# Aim:
Could you transcribe the material below exactly, without leaving out a single line?

------ Supplied data ------

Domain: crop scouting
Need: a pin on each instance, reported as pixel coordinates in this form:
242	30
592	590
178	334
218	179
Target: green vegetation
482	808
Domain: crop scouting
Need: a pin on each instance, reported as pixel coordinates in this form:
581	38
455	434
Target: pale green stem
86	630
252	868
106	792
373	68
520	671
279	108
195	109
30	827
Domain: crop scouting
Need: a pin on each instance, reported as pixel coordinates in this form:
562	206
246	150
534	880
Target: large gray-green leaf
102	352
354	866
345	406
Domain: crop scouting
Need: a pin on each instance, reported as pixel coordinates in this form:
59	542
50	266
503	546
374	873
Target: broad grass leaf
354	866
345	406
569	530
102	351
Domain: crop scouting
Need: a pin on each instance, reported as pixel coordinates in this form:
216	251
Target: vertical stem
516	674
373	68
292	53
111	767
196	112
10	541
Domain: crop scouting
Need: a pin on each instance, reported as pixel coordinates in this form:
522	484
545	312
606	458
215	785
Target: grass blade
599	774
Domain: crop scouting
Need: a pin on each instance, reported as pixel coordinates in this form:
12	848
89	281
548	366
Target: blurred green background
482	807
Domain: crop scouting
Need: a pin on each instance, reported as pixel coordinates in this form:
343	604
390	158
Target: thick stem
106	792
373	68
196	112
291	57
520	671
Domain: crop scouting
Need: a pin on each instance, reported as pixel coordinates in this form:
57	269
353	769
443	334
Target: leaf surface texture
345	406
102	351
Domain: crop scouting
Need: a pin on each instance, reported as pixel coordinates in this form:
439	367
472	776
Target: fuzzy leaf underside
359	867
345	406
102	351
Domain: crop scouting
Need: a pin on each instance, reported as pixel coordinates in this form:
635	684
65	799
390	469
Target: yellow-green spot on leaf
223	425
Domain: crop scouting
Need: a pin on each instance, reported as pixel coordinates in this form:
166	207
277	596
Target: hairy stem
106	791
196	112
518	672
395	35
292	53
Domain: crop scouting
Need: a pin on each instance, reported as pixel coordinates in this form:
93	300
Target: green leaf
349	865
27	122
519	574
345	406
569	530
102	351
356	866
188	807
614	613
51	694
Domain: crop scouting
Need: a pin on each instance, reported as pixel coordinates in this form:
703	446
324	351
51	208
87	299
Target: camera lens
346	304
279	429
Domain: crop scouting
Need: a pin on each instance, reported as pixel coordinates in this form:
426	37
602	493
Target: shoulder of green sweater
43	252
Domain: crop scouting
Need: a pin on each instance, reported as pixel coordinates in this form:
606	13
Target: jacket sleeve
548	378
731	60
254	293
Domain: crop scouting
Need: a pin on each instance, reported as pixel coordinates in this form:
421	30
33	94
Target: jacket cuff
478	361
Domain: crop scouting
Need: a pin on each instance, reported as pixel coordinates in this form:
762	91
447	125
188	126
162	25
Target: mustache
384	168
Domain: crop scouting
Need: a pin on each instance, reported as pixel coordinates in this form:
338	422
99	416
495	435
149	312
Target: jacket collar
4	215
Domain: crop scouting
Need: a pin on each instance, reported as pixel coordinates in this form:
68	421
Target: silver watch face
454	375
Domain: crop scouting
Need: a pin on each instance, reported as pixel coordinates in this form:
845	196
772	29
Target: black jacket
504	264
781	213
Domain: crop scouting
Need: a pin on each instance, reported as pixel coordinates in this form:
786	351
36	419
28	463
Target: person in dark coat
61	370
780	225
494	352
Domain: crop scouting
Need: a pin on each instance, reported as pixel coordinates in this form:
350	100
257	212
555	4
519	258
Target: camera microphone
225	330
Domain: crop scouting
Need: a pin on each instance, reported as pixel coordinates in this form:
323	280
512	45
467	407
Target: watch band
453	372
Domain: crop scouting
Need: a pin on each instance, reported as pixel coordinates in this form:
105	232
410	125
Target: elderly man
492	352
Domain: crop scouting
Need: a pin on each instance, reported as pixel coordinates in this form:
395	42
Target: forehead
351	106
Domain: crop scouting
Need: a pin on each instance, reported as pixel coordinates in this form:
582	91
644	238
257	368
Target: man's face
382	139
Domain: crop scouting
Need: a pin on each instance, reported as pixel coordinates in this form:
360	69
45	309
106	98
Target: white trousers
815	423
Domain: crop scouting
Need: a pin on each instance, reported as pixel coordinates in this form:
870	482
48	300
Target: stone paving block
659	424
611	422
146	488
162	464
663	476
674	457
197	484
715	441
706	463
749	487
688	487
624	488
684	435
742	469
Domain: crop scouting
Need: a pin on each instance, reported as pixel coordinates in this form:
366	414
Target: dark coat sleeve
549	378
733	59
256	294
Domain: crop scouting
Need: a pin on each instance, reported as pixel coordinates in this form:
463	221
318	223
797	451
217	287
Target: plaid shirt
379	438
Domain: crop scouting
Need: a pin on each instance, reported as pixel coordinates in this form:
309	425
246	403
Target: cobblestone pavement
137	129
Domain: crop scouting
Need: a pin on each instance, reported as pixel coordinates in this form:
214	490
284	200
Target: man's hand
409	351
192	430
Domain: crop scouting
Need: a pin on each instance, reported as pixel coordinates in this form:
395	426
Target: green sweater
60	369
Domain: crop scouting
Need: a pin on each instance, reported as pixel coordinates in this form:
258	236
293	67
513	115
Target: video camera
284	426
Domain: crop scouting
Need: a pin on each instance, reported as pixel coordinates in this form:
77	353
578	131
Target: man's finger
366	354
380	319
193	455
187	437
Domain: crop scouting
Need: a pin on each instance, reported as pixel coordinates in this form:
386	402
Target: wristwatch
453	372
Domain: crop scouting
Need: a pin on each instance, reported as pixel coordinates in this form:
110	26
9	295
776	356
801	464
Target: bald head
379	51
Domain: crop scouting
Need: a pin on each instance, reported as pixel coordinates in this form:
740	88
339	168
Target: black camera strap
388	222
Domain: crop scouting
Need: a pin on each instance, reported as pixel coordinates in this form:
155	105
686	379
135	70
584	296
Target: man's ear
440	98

------

# Solution to the exercise:
Domain: crop scouting
Need: a pin on each instance, reported as pixel coordinates in this form:
242	30
592	590
178	334
218	179
Target: green vegetation
482	808
Domain: crop scouting
Need: a pin on each instance, reported as pixel coordinates in this form:
581	38
455	434
Target: pale green stem
86	630
252	868
106	792
373	68
520	671
279	108
195	109
30	827
Domain: crop scouting
Need: a pin on each instance, reported as pixel coordinates in this form:
562	206
246	150
534	880
Target: large gray-green leaf
102	352
354	866
345	406
Domain: crop scouting
Need: a pin on each instance, reported as pixel coordinates in this form:
59	542
50	266
503	546
374	873
Target: broad grass leaf
354	866
345	406
569	530
102	351
Domain: crop scouting
Need: a pin on each instance, reported as pixel coordinates in this form:
216	251
Target: vertical stem
516	674
373	68
292	53
111	767
196	112
10	541
Domain: crop scouting
Need: a pin on each instance, reported as pixel coordinates in this form:
522	484
545	312
606	458
215	785
Target: grass blade
599	774
Domain: crop scouting
Need: a pin on each instance, reported as pixel coordinates in this form:
12	848
89	281
548	366
Target: blurred green background
482	807
Domain: crop scouting
Need: a pin on each instance, reported as pixel coordinates in this form:
343	604
390	158
Target: thick stem
106	792
373	68
196	112
291	57
520	671
Domain: crop scouting
Need: a pin on each instance, reported as pixel coordinates in this form:
57	269
353	769
443	334
Target: leaf surface texture
345	406
102	351
Domain: crop scouting
Need: a pin on each instance, reported as pixel coordinates in this form:
439	367
472	776
Target: fuzzy leaf underside
359	867
345	406
102	351
Domain: crop scouting
Need: a pin on each instance, reported as pixel coordinates in this form:
635	684
65	799
390	469
Target: yellow-green spot on leaf
223	425
Domain: crop scouting
Need: a pin on each instance, reported as pixel coordinates in this form:
166	207
277	596
Target: hairy stem
106	791
196	112
518	672
395	35
292	53
Domain: crop scouting
Need: a pin on each instance, reported as pixel coordinates in this form:
93	300
Target: green leaf
349	865
27	122
519	574
345	406
569	530
102	351
356	866
188	807
614	613
51	694
Domain: crop scouting
Need: a pin on each instance, reported as pixel coordinates in this form:
703	446
324	351
51	208
87	299
Target: camera lens
346	304
279	429
Domain: crop scouting
Need: a pin on each instance, reported as pixel coordinates in this form:
426	37
602	493
Target: shoulder of green sweater
43	252
Domain: crop scouting
Need: a pin on each instance, reported as pixel coordinates in this form:
606	13
Target: jacket sleeve
548	378
731	60
254	293
Domain: crop scouting
Need: a pin on each instance, reported as pixel coordinates in this form:
421	30
33	94
Target: jacket cuff
478	361
Domain: crop scouting
Need: a pin on each instance, reported as pixel coordinates in this form:
762	91
447	125
188	126
162	25
Target: mustache
384	168
Domain: crop scouting
Need: a pin on each instance, reported as pixel coordinates in this form:
338	422
99	416
495	435
149	312
Target: jacket collar
4	215
Domain: crop scouting
Need: a pin on each instance, reported as pixel coordinates in this form:
68	421
Target: silver watch face
454	375
Domain: crop scouting
Need: a pin on each instance, reported as pixel coordinates in this form:
845	196
772	29
Target: black jacket
504	264
781	213
Domain: crop scouting
Need: a pin on each instance, reported as pixel coordinates in this form:
786	351
36	419
28	463
Target: person in dark coat
61	370
780	225
494	352
Domain: crop scouting
Need: a pin on each instance, reported as pixel coordinates in this form:
350	100
257	212
555	4
519	258
Target: camera microphone
225	330
Domain: crop scouting
Need: a pin on each instance, reported as pixel coordinates in this form:
323	280
512	45
467	407
Target: watch band
453	372
Domain: crop scouting
Need: a pin on each instance, reported as pixel coordinates in this form:
105	232
410	125
Target: elderly man
492	352
Domain: crop scouting
Need: a pin on each instance, reported as pixel coordinates in this form:
395	42
Target: forehead
351	106
Domain: crop scouting
Need: a pin on each instance, reported as pixel coordinates in this form:
582	91
644	238
257	368
Target: man's face
382	139
Domain: crop scouting
Need: a pin on each instance, reported as pixel coordinates in this form:
360	69
45	309
106	98
Target: white trousers
815	423
Domain: crop scouting
Need: a pin on each instance, reported as pixel coordinates in this form:
870	482
48	300
Target: stone paving block
659	424
611	422
146	488
162	464
663	476
674	457
197	484
715	441
706	463
749	487
688	487
624	488
684	435
742	469
Domain: crop scouting
Need: a pin on each instance, reported as pixel coordinates in this form:
366	414
Target: dark coat sleeve
549	378
733	59
256	294
Domain: crop scouting
Need: a pin on each instance, reported as pixel coordinates in this form:
463	221
318	223
797	451
217	287
Target: plaid shirt
379	438
Domain: crop scouting
Need: a pin on each instance, reported as pixel coordinates in this form:
309	425
246	403
Target: cobblestone pavement
137	129
Domain: crop scouting
Need: a pin on each instance, reported as pixel coordinates in this form:
214	490
284	200
Target: man's hand
409	351
192	430
Domain: crop scouting
Need: a pin on each instance, reported as pixel coordinates in this form:
395	426
Target: green sweater
60	369
Domain: crop scouting
Need: a pin on each instance, reported as pixel coordinates in this form:
258	236
293	67
513	115
Target: video camera
284	426
Domain: crop scouting
Need: a pin on each instance, reported as pixel coordinates in this form:
77	353
578	131
Target: man's finger
366	354
380	319
193	455
187	437
Domain: crop scouting
Need: a pin on each instance, reported as pixel coordinates in this form:
386	402
Target: wristwatch
453	372
Domain: crop scouting
Need: a pin on each instance, reported as pixel coordinates in this form:
110	26
9	295
776	356
801	464
Target: bald head
379	51
Domain: crop scouting
Need: a pin on each instance, reported as pixel coordinates in this form:
740	88
339	168
Target: black camera strap
388	222
Domain: crop scouting
Need: a pin on each instance, reported as pixel coordinates in this form:
155	105
686	379
135	70
584	296
Target: man's ear
440	98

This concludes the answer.